Source text →

Few genres have proven as definitively American as the car racing film.
Regardless of national origin, anytime a character buckles into the driver's seat, floors the gas pedal, and hits the road for some serious ass-kicking rubber-burning mayhem, it conjures images of the sunburnt, Bud-guzzling NASCAR fans and days of open road that make America great.
Now that director Ron Howard and actor Chris Hemsworth have teamed up for Rush, a film based on the true story of rival Formula 1 drivers Niki Lauda and James Hunt, that legacy continues in high-profile Hollywood style.
I'll be honest, it looks pretty run-of-the-mill:
This is not to say it won't be awesome. The racing scenes and horrific car accidents are probably worth the price of admission alone. Because more often than not, we're looking for something simple when we walk into a racing movie: speed, crashes, and style.
Some films exceed these expectations, turning otherwise straightforward road narratives into thoughtful meditations on wanderlust, competition, and the near-mythic freedoms associated with being a perpetual "rolling stone." Some do not. Either way, the story of the road (and the racetrack) has often been just as much the story of America.
Here are some of the genre's highlights:
1. Vanishing Point (1971):
Meet Kowalski. He's in Colorado, but has to make a quick delivery in California. Before long, he and his iconic white Dodge Challenger are being chased by the cops, a pursuit narrated by blind DJ Super Soul's animated commentary touting the driver as "the last real American hero."
It's a little heavy handed (and surprisingly slow), but this flick remains a genre staple 40-plus years after its release.

What is required →
Reproduce verbatim the portion of the article on car racing films starting with "Here are some" and going on through "after its release.". The records that come next are separate material and have no connection to the text on car racing films.

Image-grounded pointing data →
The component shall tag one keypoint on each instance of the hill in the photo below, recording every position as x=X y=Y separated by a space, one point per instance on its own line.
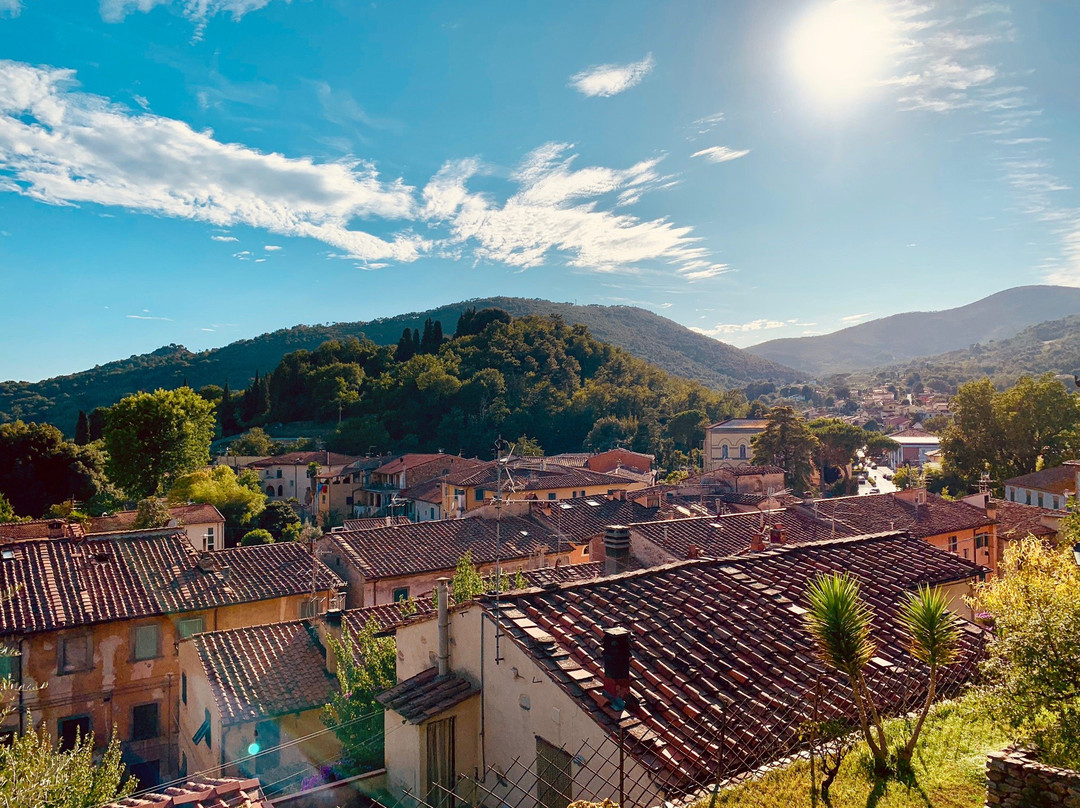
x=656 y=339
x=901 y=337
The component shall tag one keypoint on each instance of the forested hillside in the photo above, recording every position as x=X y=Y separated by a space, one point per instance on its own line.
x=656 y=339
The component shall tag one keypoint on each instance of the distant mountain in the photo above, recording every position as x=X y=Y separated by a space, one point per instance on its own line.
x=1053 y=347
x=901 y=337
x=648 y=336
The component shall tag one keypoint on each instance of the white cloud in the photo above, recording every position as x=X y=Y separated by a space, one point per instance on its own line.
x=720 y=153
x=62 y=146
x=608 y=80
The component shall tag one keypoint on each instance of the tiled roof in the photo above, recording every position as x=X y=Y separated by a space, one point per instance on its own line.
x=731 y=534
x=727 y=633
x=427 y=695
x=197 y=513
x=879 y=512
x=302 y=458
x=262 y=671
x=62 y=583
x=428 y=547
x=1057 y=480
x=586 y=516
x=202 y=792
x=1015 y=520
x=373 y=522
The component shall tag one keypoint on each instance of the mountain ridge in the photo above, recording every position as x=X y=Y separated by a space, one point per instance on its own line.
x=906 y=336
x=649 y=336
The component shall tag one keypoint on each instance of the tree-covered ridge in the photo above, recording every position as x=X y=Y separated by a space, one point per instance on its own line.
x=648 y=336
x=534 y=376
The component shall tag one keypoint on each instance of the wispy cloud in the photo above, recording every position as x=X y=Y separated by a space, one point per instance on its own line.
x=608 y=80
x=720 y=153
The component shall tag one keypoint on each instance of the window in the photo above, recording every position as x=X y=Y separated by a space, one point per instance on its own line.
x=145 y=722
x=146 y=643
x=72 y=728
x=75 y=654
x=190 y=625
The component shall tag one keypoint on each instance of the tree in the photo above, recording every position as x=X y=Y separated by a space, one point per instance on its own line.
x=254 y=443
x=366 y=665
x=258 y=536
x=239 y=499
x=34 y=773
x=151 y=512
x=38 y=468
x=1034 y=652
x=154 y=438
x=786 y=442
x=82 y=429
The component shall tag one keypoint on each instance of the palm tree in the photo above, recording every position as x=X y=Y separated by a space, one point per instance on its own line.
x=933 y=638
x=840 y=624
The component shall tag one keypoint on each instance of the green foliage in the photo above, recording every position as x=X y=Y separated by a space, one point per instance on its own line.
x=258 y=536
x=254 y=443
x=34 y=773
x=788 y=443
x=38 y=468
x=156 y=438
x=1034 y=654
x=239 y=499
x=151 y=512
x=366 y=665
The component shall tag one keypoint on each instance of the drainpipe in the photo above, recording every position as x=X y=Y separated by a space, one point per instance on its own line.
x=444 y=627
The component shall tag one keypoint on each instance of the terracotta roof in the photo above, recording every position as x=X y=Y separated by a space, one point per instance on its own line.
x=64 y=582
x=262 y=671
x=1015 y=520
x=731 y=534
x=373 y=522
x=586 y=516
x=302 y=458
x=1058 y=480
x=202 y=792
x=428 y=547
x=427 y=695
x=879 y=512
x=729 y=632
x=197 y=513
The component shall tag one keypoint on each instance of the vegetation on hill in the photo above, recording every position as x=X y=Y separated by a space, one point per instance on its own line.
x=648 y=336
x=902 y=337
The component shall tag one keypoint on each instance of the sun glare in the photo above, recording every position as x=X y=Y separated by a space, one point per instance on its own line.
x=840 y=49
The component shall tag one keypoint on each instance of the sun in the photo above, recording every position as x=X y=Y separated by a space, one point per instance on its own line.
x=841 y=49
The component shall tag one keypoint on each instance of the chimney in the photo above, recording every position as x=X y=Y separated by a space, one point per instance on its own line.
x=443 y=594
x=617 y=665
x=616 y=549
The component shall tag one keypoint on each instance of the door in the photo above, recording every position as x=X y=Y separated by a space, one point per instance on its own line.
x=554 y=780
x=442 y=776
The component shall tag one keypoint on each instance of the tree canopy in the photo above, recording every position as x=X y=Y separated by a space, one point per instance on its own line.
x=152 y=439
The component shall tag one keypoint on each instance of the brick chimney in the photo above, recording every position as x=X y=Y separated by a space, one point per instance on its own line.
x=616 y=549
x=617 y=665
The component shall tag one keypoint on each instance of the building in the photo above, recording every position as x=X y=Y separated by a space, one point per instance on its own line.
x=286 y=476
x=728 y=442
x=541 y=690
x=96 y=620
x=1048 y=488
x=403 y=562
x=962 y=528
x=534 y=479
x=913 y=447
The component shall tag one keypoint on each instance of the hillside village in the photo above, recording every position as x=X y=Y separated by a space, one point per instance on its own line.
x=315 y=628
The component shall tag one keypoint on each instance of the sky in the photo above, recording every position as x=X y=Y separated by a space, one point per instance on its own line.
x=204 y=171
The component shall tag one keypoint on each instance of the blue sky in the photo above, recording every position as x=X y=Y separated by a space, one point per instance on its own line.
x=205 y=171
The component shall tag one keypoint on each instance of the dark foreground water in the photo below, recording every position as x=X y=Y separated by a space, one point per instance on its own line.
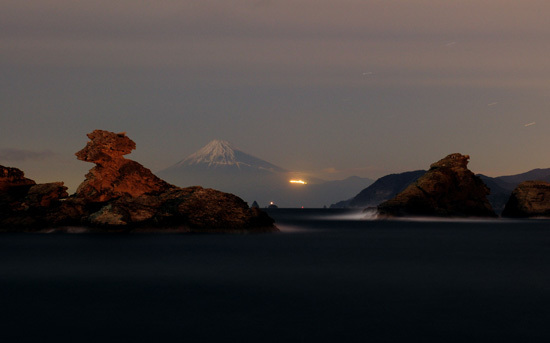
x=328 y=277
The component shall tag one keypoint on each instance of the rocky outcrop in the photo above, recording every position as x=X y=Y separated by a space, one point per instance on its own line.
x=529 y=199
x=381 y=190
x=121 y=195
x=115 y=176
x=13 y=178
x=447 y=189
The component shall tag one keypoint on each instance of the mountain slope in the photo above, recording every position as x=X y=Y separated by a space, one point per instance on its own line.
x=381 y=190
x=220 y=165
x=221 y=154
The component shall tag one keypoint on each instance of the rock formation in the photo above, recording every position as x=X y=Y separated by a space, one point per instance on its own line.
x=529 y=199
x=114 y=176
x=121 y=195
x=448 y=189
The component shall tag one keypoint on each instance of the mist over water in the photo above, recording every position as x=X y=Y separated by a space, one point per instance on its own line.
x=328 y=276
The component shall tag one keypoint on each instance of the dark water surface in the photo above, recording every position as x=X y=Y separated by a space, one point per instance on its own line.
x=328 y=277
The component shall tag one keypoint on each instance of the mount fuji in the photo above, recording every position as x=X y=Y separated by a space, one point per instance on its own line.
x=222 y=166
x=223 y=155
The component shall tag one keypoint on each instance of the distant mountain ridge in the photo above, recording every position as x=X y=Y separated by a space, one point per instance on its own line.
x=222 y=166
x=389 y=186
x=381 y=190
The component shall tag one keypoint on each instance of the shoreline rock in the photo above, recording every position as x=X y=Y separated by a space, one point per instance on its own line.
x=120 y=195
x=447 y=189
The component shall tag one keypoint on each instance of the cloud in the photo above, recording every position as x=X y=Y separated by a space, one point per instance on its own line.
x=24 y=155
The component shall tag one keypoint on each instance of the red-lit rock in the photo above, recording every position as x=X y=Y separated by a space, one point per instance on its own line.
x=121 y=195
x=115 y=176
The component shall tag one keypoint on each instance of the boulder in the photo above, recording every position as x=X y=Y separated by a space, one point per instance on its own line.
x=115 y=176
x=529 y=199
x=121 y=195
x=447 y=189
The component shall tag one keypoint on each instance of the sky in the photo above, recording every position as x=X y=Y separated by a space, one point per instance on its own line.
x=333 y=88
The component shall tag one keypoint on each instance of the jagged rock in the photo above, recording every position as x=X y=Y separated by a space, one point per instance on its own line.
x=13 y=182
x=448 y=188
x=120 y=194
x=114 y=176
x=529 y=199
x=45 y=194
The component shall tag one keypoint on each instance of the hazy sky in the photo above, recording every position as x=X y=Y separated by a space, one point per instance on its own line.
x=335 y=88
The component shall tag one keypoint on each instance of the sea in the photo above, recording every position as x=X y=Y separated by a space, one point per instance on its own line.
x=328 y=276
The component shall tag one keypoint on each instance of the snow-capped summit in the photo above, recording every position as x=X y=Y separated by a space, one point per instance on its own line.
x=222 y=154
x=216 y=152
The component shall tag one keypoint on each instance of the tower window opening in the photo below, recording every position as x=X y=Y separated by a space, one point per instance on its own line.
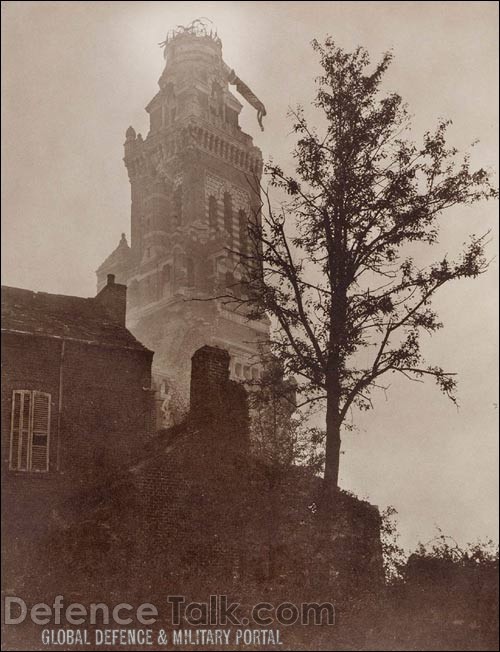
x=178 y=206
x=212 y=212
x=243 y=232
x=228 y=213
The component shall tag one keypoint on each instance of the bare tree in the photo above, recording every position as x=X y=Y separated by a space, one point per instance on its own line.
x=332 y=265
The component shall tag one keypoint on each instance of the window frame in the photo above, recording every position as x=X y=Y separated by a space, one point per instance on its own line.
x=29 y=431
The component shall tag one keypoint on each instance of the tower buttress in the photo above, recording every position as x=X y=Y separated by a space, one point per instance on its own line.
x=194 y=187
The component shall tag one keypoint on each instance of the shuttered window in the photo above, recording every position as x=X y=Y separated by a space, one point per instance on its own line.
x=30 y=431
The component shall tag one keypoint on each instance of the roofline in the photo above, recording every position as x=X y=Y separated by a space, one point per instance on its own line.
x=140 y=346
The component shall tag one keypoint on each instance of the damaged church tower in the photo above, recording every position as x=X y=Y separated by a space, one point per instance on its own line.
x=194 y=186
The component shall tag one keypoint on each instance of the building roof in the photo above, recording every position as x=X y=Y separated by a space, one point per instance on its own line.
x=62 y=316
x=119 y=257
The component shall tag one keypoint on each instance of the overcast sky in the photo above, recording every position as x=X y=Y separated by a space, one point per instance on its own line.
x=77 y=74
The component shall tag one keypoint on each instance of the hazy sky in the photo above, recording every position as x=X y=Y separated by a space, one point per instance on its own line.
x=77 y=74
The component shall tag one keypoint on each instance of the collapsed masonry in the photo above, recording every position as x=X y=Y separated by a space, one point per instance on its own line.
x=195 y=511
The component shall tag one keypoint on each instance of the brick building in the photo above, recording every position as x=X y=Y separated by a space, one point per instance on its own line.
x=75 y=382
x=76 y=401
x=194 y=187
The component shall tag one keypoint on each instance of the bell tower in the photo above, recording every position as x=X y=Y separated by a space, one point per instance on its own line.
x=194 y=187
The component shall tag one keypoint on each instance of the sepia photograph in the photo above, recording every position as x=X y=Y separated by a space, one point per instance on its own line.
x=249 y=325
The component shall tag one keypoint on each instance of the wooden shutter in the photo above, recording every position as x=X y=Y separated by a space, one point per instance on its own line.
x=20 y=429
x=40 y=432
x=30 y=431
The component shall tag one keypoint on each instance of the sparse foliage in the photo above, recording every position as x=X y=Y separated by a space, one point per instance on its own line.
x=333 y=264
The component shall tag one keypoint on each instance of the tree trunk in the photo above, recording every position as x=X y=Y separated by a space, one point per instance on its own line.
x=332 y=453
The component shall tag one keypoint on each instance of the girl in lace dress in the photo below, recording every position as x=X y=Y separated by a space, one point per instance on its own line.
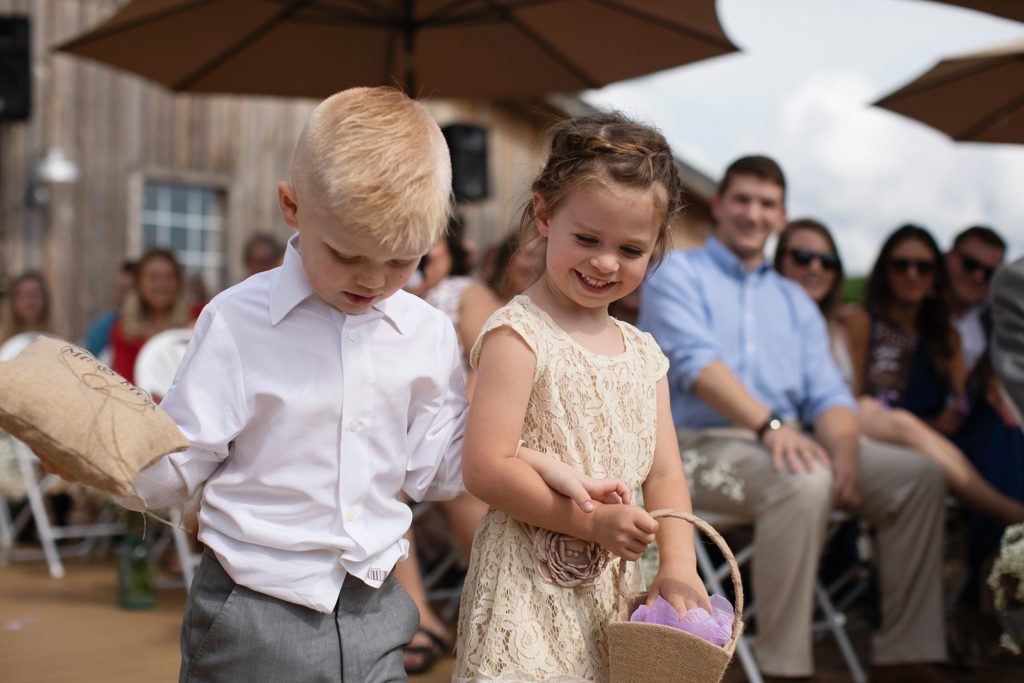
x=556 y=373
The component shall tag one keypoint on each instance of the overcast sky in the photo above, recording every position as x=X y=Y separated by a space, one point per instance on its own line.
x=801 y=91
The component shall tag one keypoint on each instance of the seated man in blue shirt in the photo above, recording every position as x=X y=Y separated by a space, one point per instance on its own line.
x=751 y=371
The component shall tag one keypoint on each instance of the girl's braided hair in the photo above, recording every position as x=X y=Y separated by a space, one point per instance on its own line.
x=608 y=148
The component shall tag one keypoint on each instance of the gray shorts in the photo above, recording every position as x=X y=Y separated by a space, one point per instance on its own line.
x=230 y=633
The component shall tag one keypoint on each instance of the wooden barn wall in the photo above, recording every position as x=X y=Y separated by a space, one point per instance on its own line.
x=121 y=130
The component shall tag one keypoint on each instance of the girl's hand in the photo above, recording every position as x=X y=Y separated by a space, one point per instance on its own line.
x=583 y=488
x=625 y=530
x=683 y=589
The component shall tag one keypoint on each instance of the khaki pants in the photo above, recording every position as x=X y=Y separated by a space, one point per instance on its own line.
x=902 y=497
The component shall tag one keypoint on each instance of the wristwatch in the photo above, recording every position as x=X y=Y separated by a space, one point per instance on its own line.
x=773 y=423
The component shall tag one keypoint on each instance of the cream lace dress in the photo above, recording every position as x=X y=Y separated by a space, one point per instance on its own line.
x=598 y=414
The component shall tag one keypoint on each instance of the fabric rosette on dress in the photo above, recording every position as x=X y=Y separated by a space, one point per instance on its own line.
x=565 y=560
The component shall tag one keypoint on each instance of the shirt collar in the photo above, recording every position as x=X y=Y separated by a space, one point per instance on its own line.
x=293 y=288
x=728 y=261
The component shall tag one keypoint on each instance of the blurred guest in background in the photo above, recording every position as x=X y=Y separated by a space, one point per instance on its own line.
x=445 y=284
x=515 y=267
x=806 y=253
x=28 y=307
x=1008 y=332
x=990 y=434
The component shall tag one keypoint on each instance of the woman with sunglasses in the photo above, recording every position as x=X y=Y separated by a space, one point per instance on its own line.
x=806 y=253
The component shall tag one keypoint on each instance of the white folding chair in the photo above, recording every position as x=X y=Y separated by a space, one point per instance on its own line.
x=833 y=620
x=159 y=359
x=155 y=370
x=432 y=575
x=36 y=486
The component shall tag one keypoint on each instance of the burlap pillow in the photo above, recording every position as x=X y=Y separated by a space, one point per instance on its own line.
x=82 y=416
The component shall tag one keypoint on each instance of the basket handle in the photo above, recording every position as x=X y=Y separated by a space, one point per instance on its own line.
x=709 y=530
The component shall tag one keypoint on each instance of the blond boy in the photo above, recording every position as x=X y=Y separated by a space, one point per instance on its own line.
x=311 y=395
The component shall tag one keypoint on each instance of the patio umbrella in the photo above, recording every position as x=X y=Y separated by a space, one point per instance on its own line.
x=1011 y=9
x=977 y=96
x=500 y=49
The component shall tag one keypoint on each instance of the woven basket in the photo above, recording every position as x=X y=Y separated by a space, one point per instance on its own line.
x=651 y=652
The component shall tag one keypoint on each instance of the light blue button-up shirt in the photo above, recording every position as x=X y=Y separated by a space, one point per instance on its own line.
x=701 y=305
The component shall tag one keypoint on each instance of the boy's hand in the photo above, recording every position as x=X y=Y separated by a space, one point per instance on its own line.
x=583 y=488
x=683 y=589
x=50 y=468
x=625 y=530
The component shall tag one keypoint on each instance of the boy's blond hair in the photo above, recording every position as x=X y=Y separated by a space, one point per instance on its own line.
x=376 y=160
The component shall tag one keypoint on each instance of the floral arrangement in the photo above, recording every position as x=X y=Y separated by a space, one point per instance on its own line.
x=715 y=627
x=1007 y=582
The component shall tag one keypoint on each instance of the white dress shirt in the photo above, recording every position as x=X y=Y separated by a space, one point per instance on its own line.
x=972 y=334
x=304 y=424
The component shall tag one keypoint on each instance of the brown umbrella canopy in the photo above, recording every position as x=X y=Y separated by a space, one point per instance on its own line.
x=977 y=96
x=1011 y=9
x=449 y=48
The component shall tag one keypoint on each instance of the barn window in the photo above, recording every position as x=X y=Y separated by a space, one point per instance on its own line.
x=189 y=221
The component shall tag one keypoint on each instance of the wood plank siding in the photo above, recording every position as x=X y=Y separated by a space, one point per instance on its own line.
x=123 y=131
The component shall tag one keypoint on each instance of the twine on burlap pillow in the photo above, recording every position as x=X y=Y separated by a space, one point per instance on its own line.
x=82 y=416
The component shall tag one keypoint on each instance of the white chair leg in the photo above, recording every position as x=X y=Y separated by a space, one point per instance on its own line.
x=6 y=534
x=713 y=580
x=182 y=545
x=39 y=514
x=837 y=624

Result below →
Here are some of the genre's highlights:
1. Vanishing Point (1971):
Meet Kowalski. He's in Colorado, but has to make a quick delivery in California. Before long, he and his iconic white Dodge Challenger are being chased by the cops, a pursuit narrated by blind DJ Super Soul's animated commentary touting the driver as "the last real American hero."
It's a little heavy handed (and surprisingly slow), but this flick remains a genre staple 40-plus years after its release.